— BEGIN Text —

An ellipse is commonly known as an oval. Ellipses are just as common as parabolas in the real world with their own uses. Rooms that have elliptical shaped ceilings are called whisper rooms because if you stand at one focus point and whisper, someone standing at the other focus point will be able to hear you.

Ellipses look similar to circles, but there are a few key differences between these shapes. Ellipses have both an \begin{align*}x\end{align*}-radius and a \begin{align*}y\end{align*}-radius while circles have only one radius. Another difference between circles and ellipses is that an ellipse is defined as the collection of points that are a set distance from two focus points while circles are defined as the collection of points that are a set distance from one center point. A third difference between ellipses and circles is that not all ellipses are similar to each other while all circles are similar to each other. Some ellipses are narrow and some are almost circular. How do you measure how strangely shaped an ellipse is?

#### Watch This

http://www.youtube.com/watch?v=LVumLCx3fQo James Sousa: Conic Sections: The Ellipse part 1

http://www.youtube.com/watch?v=oZB69DY0q9A James Sousa: Conic Sections: The Ellipse part 2

#### Guidance

An ellipse has two foci. For every point on the ellipse, the sum of the distances to each foci is constant. This is what defines an ellipse. Another way of thinking about the definition of an ellipse is to allocate a set amount of string and fix the two ends of the string so that there is some slack between them. Then use a pencil to pull the string taught and trace the curve all the way around both fixed points. You will trace an ellipse and the fixed end points of the string will be the foci. Foci is the plural form of focus. In the picture below, \begin{align*}(h,k)\end{align*} is the center of the ellipse and the other two marked points are the foci.

— END Text —

What to do » In the passage on ellipses, what are rooms with elliptical ceilings called?

— BEGIN Supplied data —

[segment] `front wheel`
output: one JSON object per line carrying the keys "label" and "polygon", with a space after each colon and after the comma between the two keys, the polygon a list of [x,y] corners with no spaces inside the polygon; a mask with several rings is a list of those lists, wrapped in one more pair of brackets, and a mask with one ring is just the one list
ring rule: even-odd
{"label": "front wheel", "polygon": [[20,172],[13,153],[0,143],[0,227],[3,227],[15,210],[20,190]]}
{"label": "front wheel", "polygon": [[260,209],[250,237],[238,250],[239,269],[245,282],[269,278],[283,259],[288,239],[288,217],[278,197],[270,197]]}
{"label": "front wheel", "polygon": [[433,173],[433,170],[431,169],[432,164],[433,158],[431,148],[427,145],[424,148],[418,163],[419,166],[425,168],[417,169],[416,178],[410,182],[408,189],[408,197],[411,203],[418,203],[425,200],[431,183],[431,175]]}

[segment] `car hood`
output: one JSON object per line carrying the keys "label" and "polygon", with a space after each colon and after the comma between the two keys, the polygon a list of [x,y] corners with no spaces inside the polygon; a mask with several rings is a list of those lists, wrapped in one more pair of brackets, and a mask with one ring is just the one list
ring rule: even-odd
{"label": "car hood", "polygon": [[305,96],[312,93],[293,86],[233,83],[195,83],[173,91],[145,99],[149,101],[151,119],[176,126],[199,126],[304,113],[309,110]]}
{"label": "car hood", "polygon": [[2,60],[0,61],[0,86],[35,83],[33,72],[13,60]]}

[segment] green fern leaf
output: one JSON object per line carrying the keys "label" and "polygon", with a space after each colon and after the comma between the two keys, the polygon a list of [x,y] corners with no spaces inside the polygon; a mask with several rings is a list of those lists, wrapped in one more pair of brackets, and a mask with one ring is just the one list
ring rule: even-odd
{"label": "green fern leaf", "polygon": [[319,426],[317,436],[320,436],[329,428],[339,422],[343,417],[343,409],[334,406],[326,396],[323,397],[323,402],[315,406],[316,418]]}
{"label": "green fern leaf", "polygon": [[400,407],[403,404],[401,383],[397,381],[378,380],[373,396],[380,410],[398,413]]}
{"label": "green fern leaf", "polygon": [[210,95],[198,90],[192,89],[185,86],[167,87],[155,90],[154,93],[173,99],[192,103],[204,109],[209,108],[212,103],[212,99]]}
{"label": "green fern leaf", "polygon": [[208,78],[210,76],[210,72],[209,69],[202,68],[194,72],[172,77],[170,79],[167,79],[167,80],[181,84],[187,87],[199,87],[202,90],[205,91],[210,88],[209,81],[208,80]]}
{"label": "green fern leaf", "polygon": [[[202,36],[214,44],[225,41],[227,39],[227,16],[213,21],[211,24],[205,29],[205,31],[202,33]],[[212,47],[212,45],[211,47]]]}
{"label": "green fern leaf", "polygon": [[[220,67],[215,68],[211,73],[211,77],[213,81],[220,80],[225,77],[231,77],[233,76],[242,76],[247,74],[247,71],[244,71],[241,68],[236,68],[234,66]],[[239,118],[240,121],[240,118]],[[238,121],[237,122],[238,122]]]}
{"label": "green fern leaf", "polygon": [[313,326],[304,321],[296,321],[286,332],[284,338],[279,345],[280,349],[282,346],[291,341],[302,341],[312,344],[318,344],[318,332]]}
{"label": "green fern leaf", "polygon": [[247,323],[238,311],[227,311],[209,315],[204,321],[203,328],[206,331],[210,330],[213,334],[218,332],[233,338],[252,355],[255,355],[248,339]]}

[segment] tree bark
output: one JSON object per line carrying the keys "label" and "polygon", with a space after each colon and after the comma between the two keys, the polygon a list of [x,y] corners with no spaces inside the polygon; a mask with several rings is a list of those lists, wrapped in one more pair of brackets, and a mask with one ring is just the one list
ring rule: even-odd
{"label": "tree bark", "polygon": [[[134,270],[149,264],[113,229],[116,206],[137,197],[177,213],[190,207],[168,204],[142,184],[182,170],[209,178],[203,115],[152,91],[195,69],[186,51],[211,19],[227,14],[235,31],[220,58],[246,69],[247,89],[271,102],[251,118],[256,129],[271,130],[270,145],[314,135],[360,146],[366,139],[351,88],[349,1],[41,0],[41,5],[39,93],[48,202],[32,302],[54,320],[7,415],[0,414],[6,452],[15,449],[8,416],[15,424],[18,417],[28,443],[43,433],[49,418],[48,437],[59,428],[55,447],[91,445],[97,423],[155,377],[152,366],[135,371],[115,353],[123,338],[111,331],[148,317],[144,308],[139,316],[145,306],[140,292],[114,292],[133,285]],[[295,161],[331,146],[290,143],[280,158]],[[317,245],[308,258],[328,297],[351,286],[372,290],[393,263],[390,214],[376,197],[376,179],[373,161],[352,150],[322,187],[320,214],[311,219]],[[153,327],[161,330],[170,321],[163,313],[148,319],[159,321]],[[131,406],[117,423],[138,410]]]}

— END Supplied data —

Response for this exercise » Whisper rooms.